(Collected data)
--- START ---

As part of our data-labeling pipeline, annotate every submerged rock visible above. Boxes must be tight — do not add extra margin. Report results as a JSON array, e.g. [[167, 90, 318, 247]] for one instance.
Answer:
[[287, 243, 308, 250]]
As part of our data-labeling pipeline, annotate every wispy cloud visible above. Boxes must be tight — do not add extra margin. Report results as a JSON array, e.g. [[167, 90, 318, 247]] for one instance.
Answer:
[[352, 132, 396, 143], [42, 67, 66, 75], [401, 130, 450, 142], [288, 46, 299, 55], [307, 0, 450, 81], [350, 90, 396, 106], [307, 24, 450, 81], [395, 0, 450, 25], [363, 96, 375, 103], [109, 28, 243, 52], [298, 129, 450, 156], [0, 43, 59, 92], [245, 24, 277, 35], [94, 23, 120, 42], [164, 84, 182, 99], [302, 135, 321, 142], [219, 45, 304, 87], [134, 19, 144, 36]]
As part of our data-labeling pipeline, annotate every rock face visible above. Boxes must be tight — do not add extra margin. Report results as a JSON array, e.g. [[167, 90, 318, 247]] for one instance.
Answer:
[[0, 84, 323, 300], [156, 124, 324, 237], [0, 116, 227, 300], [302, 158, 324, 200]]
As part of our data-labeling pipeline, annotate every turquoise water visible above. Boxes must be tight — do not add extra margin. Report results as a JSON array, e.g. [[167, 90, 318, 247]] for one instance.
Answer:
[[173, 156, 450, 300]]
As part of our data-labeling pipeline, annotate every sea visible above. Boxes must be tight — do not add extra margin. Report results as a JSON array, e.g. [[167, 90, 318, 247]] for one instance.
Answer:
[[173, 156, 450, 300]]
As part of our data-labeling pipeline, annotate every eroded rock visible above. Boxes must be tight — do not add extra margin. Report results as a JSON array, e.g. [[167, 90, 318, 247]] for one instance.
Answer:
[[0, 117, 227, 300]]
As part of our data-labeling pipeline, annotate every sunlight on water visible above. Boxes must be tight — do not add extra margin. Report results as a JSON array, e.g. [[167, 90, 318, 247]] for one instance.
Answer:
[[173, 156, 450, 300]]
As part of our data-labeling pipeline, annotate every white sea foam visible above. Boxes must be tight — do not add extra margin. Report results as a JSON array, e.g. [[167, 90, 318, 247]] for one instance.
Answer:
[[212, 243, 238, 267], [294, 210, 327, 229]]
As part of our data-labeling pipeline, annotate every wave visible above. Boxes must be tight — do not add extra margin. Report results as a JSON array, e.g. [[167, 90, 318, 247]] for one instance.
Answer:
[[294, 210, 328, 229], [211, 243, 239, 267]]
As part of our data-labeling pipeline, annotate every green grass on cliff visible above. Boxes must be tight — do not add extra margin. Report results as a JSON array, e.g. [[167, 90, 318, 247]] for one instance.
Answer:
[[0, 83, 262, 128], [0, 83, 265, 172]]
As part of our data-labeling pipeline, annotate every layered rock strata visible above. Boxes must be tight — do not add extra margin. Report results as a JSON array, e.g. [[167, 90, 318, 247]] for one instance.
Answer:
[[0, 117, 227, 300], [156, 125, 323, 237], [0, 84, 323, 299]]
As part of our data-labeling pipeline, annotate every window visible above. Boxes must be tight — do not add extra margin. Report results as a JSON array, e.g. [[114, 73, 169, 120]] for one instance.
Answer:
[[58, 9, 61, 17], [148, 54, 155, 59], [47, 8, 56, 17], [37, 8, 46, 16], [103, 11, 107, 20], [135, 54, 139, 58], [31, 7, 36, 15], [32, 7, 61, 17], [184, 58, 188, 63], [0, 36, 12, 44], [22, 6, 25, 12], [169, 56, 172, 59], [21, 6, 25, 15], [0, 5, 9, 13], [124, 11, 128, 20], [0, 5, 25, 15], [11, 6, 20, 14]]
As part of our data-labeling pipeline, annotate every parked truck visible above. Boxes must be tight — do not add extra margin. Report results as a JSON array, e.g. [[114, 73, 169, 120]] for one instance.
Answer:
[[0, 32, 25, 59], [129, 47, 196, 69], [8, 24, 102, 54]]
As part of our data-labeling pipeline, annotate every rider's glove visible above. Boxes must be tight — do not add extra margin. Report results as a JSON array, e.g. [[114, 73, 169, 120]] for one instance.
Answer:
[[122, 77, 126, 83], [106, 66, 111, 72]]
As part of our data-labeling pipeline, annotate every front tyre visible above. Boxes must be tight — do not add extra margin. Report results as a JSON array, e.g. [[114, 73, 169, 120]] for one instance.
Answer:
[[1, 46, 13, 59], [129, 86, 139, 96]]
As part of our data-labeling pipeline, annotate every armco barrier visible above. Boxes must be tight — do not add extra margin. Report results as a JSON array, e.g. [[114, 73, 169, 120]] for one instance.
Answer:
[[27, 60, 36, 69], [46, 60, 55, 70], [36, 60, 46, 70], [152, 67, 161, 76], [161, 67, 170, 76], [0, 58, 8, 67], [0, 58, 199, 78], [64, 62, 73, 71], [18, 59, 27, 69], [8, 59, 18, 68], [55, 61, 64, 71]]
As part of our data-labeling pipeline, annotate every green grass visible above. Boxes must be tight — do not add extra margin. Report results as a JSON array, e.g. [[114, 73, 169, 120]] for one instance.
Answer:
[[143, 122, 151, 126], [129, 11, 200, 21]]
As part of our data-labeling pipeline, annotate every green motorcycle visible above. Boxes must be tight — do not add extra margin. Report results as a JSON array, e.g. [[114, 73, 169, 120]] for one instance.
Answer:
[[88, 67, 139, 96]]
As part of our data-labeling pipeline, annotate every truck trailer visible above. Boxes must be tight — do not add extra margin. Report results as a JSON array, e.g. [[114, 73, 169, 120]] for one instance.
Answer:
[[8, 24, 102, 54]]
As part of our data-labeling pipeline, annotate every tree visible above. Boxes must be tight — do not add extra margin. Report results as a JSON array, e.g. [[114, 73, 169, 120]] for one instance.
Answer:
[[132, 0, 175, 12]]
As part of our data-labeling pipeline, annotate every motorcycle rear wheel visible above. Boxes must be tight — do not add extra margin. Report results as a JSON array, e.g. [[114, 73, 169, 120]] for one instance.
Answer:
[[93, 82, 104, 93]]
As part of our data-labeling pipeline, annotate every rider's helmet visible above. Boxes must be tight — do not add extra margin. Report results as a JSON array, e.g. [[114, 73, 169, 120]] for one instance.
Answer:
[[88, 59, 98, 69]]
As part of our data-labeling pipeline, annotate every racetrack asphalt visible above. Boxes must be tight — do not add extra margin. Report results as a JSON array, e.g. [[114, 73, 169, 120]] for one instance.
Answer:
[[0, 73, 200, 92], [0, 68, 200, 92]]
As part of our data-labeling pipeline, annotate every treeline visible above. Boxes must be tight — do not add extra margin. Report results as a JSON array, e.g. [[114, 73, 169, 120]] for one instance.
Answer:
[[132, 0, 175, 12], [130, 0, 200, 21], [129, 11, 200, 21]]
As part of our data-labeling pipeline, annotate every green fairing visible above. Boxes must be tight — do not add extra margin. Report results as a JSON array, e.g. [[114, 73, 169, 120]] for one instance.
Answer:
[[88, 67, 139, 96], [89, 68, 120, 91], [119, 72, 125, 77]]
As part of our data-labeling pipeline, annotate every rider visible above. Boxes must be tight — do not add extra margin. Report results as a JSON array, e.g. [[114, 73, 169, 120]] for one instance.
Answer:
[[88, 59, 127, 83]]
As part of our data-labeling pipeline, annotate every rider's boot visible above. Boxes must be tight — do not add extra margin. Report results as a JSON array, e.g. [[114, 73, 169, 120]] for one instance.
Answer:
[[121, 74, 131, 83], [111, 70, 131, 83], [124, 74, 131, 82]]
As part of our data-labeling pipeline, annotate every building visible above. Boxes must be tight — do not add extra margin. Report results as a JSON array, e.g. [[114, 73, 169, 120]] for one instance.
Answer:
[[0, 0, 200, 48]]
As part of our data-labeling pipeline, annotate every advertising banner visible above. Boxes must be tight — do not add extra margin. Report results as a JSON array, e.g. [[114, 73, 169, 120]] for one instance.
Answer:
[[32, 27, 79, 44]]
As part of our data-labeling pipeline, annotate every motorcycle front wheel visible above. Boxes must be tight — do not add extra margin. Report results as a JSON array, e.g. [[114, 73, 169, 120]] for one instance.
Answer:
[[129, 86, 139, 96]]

--- END ---

:: ASSIGNMENT ::
Copy the lines of the data above exactly as written, beginning with the line containing "As part of our data-labeling pipeline, annotate every front" and ending with the line containing "green grass visible", and leave out all other lines.

:: SOLUTION FOR THIS PROBLEM ::
As part of our data-labeling pipeline, annotate every front tyre visible above. Boxes must be tight — do not add extra margin. Report results as a JSON array, e.g. [[114, 73, 169, 120]] for one instance.
Answer:
[[1, 46, 13, 59], [129, 86, 139, 96]]
As part of our data-labeling pipeline, annotate every armco barrier visible above. Boxes must be tight — do not add extra margin. Report results as a JSON array, e.g. [[114, 73, 169, 120]] for one instance.
Answer:
[[27, 60, 36, 69], [46, 60, 55, 70], [36, 60, 46, 70], [152, 67, 161, 76], [161, 67, 170, 76], [0, 58, 8, 67], [0, 58, 199, 78], [64, 62, 73, 71], [18, 59, 27, 69], [8, 59, 18, 68], [55, 61, 64, 71]]
As part of our data-labeling pipeline, annotate every green grass visible above. Boxes must be tight — do not add extra margin. Report results as a JSON array, e.g. [[114, 73, 169, 120]] for one instance.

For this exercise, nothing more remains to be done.